El domingo, 3 de mayo, salí a hacer deporte a las siete y media de la mañana, el Paseo de la Castellana no ha visto más ciclistas y más caminantes en su puñetera vida. Todo bien, todo estupendo si nos comportáramos como los adultos que somos.
Pero no.
Carriles peatonales vacíos mientras en otros había hacinamiento y las amigas caminaban y charlaban animadamente sin mantener las distancias, vaya a ser que no se escuchen la una a la otra. Corredores sin mascarilla que te adelantaban a medio metro echando el hígado.
El paisaje se repite por la tarde, cada tarde. Desde mi ventana contemplo cómo grupos numerosos de gente, de nuevo sin mascarilla, pasean en grupo como si nada pasara. Nadie que contemplara la escena, y no supiera en la que estamos metidos, imaginaría que entre nosotros vive un bicho contagioso a más no poder y que, como te pille con patología previa o con unos cuantos años a tus espaldas, te mata.
Nadie diría que toda esa gente sabe, o debería saber, que aunque no tengas síntomas, puedes albergar al bicho y, por tanto, pegárselo al de al lado. No hay más que revisar los datos tras el test en el hospital de Alcorcón: uno de cada tres médicos está infectado y la mitad son asintomáticos.
En Islandia, donde han analizado a un gran porcentaje de la población, el 50% de los contagiados ni tenía tos, ni anosmia, ni nada de nada. Yo misma he comprobado en mi casa la invisibilidad del virus en mi hijo que, sin un solo síntoma, ha dado positivo en anticuerpos. Ya sé de dónde salió mi bicho misterioso, que apareció en unas fechas que hacían imposible que me hubiera contagiado en la calle. Así de silencioso, de listo y de cabrón es.
Que el bicho es mucho más listo que nosotros está claro. Él lo sabe todo sobre nosotros, dónde flaqueamos, donde arrear para vencernos, y nosotros no sabemos nada sobre él, excepto que salta de un humano a otro con una facilidad pasmosa. La información es poder y no estamos usando la única que tenemos. Manda narices.

§ DATOS SIN PROCESAR:
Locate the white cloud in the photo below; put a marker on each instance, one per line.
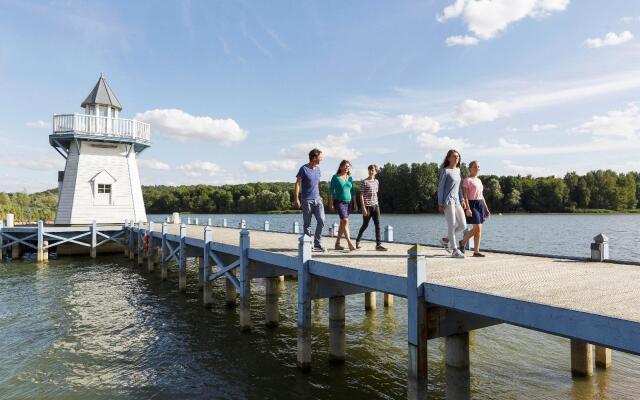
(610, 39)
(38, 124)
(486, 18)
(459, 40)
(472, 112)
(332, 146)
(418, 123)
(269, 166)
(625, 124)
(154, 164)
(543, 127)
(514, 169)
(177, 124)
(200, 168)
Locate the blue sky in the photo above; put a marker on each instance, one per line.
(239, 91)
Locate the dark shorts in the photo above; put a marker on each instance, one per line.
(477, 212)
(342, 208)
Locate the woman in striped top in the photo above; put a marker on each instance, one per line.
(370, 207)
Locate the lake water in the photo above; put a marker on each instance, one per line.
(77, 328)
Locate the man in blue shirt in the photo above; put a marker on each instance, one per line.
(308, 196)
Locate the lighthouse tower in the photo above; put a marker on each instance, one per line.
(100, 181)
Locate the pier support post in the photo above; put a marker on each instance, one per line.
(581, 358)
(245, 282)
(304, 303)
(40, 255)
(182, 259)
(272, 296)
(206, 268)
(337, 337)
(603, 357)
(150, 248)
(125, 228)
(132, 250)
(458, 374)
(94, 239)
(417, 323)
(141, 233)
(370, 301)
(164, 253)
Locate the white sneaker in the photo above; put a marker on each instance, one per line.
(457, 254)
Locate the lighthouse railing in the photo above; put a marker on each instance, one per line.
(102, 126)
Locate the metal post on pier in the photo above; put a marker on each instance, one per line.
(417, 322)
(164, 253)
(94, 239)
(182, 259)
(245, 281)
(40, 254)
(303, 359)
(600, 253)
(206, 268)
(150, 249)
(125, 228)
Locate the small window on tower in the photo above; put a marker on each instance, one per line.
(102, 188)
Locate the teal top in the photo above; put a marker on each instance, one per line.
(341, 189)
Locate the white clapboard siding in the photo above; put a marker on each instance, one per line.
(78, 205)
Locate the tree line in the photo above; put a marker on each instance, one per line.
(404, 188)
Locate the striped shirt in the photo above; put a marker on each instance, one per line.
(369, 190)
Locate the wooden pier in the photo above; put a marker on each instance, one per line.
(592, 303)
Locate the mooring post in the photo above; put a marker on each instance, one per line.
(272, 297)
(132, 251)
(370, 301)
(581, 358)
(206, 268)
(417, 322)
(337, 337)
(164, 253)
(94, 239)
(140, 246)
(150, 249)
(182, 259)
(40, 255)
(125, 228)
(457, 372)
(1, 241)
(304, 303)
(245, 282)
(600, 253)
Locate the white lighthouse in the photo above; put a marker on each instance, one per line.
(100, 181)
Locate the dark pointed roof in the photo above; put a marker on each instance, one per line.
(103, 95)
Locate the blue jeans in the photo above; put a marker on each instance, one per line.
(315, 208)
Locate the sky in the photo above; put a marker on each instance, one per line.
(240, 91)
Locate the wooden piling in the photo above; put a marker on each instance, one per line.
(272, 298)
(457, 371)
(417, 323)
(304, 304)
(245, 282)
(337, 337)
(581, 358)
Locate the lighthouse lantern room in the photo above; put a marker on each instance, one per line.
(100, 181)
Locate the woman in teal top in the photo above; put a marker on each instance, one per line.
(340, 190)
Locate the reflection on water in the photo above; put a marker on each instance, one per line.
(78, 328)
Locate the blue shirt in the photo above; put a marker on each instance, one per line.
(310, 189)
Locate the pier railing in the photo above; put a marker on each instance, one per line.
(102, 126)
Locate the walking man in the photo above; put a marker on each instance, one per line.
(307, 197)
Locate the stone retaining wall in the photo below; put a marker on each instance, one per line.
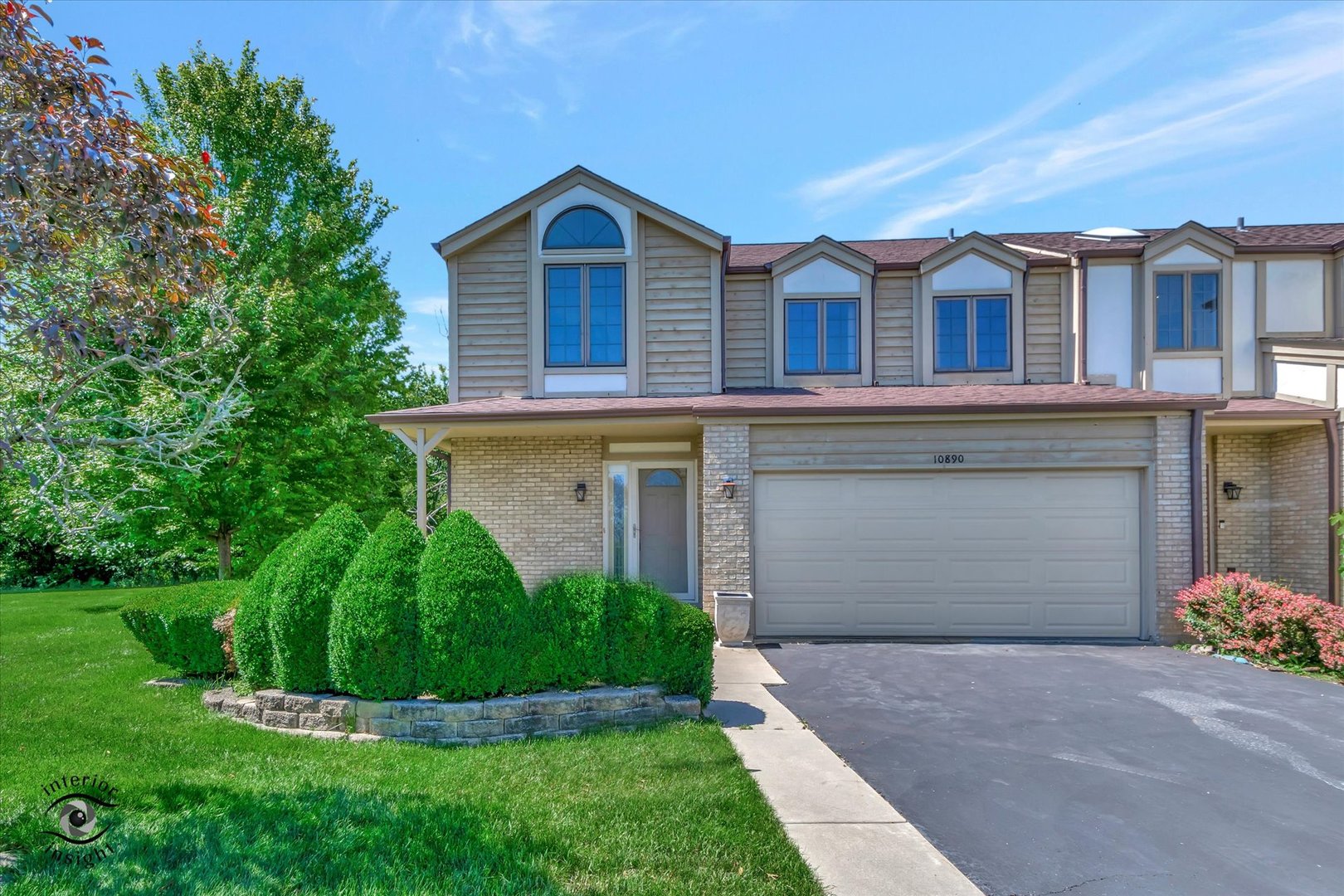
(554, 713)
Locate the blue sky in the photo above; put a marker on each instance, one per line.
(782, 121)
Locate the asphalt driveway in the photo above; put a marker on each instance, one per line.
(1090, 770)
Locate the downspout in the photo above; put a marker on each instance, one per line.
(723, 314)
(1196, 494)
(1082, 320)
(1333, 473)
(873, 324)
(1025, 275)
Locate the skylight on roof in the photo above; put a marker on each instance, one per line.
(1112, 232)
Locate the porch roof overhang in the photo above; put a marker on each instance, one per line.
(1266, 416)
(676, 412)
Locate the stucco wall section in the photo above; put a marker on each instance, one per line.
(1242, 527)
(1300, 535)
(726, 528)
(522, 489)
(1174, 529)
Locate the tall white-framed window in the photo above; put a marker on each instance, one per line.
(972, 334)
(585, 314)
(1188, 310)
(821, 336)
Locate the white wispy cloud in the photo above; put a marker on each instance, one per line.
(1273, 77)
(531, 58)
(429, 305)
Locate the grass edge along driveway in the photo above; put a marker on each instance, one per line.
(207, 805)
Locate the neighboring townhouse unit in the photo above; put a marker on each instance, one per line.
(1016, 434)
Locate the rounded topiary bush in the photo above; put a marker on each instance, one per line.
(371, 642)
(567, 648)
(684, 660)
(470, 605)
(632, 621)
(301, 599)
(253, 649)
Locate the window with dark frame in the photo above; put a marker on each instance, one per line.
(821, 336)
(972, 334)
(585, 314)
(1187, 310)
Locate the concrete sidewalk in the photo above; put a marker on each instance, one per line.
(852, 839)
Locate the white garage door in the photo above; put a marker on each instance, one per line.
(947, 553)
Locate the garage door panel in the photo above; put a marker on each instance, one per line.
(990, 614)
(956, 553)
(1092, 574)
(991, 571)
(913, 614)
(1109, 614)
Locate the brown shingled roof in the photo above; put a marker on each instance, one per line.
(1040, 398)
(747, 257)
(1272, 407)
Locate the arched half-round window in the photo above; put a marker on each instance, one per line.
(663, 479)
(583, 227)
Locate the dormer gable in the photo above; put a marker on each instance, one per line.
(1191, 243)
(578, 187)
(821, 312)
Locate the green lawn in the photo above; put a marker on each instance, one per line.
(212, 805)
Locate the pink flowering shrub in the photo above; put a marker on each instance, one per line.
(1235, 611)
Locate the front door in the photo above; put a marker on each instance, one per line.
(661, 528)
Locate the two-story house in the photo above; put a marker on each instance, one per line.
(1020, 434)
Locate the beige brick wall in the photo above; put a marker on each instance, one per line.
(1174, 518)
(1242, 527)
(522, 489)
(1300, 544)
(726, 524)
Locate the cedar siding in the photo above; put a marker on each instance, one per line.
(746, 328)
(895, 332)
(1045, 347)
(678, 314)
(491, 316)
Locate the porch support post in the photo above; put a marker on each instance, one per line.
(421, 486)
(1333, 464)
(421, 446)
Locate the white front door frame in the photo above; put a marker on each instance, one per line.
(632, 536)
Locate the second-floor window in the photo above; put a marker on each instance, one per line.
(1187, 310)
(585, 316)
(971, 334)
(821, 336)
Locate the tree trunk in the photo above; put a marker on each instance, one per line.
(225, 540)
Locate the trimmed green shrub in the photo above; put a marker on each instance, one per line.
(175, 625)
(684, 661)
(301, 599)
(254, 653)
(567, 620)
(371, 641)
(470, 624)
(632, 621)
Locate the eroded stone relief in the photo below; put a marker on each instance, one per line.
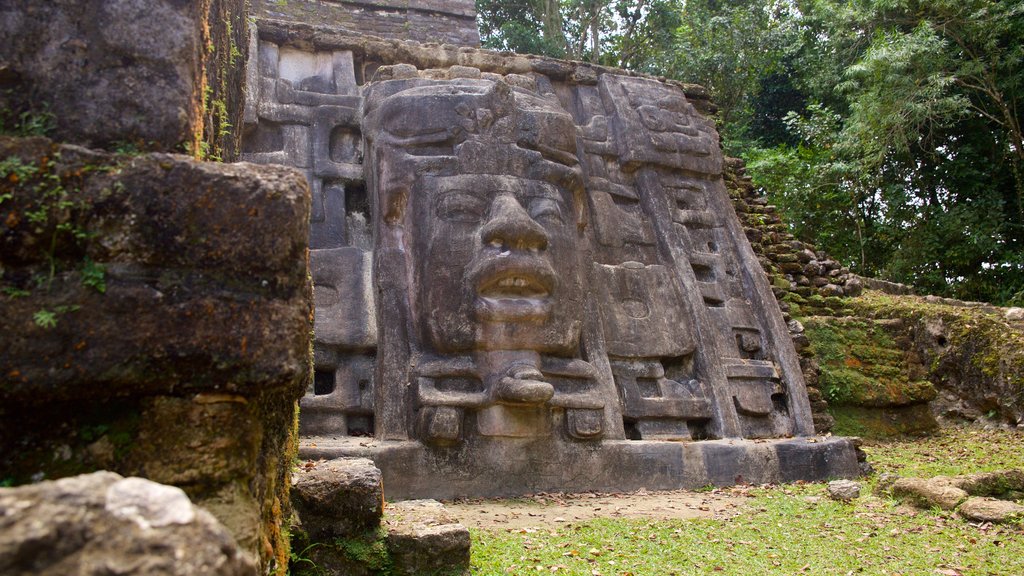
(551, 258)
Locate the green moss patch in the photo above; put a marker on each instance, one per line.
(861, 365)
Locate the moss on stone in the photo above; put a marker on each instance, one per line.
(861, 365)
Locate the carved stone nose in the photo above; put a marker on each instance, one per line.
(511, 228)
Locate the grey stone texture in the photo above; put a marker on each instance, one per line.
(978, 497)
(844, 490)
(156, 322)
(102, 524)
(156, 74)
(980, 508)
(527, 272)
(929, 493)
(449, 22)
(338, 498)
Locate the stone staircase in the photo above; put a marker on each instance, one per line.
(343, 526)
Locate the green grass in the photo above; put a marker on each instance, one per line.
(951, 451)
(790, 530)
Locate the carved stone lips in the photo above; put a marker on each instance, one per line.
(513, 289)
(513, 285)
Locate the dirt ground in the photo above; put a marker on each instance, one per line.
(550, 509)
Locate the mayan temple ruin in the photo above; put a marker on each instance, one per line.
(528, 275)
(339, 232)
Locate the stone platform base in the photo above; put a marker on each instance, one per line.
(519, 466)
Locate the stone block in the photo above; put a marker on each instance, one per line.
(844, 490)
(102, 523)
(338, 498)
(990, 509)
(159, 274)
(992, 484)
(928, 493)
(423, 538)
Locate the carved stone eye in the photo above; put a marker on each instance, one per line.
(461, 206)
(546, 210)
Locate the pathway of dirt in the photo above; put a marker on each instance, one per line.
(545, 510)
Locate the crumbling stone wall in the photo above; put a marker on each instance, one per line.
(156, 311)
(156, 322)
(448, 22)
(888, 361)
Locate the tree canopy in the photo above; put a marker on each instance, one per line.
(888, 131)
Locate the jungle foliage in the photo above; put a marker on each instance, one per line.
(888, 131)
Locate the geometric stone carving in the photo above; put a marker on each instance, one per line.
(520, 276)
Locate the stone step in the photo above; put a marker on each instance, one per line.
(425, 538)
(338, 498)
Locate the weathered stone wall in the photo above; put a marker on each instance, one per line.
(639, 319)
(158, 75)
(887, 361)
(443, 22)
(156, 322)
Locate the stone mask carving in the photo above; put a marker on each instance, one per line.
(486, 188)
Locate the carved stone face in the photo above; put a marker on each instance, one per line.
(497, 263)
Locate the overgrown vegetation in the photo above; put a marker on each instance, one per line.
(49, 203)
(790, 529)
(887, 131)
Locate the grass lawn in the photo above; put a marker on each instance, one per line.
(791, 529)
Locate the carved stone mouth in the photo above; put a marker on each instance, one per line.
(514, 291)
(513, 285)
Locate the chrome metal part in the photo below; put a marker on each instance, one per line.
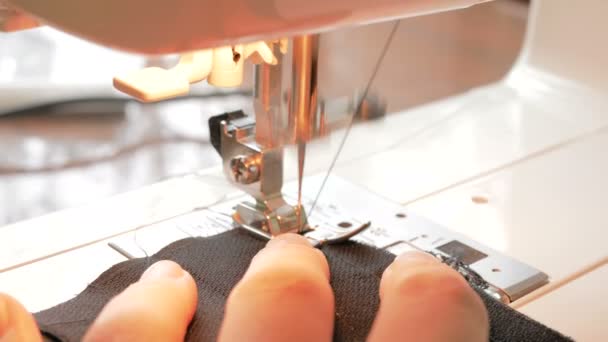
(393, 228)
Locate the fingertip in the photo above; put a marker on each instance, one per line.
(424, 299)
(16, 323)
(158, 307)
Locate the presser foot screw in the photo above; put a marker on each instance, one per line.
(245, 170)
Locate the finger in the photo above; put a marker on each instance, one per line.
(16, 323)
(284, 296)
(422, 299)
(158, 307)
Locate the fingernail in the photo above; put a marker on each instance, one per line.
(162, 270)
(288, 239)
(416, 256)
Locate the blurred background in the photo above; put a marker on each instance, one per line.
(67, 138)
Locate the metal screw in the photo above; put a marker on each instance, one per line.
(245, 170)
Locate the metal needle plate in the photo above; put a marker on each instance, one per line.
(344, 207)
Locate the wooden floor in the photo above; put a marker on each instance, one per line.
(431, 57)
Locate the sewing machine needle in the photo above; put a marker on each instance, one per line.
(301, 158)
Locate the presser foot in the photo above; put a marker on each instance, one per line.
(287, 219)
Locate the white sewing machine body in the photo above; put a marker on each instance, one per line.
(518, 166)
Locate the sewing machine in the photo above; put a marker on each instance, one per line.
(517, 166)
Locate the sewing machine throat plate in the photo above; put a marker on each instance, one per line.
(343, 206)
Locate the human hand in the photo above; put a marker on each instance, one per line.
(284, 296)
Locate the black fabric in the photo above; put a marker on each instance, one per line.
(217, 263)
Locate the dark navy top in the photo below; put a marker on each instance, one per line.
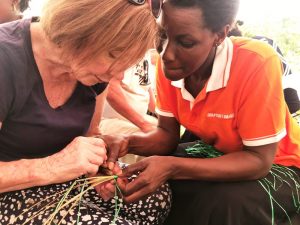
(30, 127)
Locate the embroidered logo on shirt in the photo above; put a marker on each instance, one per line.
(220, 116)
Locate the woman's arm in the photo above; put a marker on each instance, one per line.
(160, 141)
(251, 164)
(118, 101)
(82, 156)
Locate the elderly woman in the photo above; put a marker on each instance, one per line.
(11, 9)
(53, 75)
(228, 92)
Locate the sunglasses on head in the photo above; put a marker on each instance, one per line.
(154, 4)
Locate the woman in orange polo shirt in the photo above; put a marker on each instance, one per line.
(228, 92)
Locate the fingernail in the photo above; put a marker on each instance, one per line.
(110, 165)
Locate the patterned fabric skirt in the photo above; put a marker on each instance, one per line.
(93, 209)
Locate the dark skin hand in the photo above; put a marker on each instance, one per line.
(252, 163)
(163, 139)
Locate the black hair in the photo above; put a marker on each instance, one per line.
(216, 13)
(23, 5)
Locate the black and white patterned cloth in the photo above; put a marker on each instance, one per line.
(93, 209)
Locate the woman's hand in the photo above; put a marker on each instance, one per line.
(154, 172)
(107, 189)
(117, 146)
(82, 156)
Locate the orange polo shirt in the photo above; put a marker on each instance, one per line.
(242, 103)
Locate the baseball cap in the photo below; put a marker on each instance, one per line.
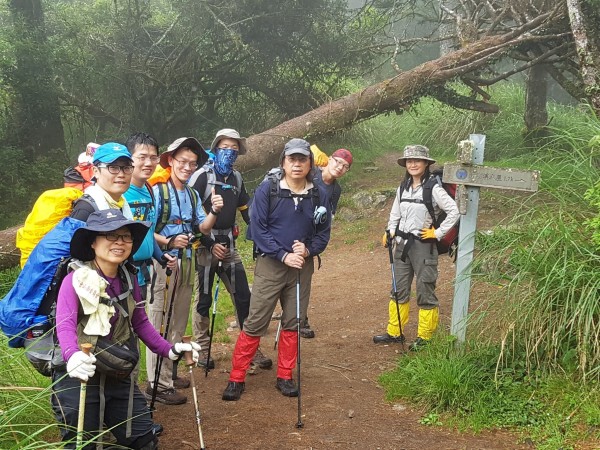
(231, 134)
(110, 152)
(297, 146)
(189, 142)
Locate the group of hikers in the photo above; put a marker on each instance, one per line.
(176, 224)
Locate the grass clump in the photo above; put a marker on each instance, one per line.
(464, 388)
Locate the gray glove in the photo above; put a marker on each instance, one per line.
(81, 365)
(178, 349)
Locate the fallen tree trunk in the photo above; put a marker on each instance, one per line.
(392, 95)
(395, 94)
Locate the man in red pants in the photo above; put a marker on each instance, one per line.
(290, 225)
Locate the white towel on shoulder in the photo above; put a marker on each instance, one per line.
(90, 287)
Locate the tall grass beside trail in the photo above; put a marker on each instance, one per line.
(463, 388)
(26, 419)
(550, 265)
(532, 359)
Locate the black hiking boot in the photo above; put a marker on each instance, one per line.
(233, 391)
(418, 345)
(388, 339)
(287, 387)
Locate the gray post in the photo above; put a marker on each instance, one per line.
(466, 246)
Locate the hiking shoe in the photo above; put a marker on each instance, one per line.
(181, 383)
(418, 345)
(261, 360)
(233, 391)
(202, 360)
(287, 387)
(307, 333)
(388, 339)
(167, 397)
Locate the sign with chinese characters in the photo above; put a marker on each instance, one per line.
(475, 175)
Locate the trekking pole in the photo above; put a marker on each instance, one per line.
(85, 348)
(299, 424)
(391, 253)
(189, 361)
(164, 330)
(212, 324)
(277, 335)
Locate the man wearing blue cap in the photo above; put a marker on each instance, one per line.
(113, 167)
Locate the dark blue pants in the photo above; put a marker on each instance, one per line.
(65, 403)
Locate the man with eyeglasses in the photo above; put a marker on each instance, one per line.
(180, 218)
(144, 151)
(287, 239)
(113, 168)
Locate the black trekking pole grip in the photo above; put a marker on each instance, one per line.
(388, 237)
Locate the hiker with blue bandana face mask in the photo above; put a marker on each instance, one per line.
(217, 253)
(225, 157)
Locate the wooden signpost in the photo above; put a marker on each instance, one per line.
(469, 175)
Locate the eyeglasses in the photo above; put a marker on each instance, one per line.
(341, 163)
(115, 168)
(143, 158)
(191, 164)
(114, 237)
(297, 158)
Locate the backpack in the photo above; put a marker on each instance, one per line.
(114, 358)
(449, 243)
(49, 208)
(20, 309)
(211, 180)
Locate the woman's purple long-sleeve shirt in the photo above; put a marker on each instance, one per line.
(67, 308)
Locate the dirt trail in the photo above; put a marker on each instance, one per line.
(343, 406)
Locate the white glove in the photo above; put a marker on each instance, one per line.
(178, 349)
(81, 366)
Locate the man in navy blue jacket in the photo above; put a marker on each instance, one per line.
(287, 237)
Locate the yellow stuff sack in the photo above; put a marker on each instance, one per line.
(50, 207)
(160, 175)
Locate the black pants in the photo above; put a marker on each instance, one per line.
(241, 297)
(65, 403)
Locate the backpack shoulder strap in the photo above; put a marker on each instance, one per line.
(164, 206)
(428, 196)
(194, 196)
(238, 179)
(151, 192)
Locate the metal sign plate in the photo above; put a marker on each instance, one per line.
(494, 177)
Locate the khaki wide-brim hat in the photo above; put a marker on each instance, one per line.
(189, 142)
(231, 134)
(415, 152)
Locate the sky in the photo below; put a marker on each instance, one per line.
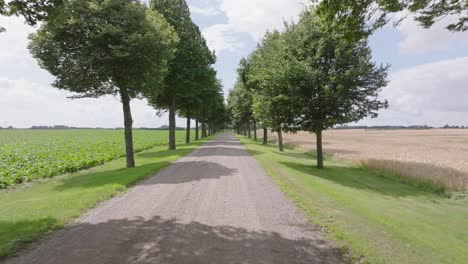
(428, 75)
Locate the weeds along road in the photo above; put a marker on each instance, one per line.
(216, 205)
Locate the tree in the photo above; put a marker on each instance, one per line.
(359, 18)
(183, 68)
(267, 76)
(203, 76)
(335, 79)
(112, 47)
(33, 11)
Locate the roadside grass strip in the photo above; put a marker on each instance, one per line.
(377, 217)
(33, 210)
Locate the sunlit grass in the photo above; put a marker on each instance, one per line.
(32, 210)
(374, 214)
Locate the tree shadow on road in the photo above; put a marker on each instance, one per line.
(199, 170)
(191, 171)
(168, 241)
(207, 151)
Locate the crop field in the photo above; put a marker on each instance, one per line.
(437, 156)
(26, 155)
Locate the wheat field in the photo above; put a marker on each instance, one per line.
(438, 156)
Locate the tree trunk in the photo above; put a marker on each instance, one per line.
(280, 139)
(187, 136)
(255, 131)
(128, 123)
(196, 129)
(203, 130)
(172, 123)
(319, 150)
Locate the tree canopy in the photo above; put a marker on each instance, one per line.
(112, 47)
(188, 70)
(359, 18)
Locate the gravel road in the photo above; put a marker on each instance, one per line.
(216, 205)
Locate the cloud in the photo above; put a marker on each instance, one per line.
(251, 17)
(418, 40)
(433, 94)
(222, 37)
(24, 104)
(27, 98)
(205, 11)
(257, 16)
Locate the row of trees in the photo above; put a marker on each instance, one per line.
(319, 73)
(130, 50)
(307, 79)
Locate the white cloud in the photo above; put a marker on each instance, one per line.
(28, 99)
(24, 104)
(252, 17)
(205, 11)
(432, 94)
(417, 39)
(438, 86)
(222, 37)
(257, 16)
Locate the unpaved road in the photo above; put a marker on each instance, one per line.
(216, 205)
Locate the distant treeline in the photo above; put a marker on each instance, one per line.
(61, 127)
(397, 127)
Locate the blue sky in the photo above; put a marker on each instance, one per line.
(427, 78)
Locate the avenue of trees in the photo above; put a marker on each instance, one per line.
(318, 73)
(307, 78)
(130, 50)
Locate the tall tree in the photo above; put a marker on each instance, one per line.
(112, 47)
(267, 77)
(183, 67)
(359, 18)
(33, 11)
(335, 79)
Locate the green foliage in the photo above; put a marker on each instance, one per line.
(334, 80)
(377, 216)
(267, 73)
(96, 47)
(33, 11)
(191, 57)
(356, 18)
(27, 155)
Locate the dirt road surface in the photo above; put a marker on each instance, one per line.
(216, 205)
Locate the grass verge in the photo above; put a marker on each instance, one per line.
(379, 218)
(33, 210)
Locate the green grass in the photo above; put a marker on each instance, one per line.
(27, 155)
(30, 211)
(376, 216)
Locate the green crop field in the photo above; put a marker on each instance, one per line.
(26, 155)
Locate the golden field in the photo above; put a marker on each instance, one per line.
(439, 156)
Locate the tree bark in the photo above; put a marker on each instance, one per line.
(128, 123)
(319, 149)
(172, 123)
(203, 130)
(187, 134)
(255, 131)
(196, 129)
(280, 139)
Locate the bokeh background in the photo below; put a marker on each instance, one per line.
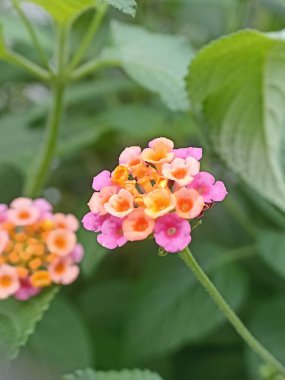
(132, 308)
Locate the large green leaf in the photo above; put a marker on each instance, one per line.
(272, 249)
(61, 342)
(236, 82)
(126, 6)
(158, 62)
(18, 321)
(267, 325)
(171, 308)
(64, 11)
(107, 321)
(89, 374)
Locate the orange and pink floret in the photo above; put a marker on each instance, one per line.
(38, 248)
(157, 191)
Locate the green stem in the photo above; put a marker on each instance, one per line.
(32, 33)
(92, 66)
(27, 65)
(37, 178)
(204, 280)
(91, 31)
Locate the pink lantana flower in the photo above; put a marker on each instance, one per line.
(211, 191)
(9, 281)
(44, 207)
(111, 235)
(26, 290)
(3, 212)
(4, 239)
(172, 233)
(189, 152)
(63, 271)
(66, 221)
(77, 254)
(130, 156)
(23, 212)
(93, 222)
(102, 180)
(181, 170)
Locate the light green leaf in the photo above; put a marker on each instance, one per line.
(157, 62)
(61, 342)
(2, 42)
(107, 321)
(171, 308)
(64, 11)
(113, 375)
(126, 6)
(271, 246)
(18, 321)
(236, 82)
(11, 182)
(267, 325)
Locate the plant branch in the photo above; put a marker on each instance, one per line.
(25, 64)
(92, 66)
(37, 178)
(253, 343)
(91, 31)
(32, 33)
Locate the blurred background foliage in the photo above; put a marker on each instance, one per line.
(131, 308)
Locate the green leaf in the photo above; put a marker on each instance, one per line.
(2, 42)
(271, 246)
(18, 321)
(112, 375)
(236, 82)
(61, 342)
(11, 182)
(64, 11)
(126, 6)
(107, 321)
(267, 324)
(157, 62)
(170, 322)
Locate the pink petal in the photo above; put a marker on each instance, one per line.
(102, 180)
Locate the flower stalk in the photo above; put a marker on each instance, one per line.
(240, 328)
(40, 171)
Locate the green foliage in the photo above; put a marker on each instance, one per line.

§ QUÉ HARÁS: Transcribe sin cambios un fragmento del texto sobre los paseos por la Castellana: empieza en las palabras "En Islandia, donde" y termina después de "de cabrón es.".

§ RESULTADO DEL EJERCICIO:
En Islandia, donde han analizado a un gran porcentaje de la población, el 50% de los contagiados ni tenía tos, ni anosmia, ni nada de nada. Yo misma he comprobado en mi casa la invisibilidad del virus en mi hijo que, sin un solo síntoma, ha dado positivo en anticuerpos. Ya sé de dónde salió mi bicho misterioso, que apareció en unas fechas que hacían imposible que me hubiera contagiado en la calle. Así de silencioso, de listo y de cabrón es.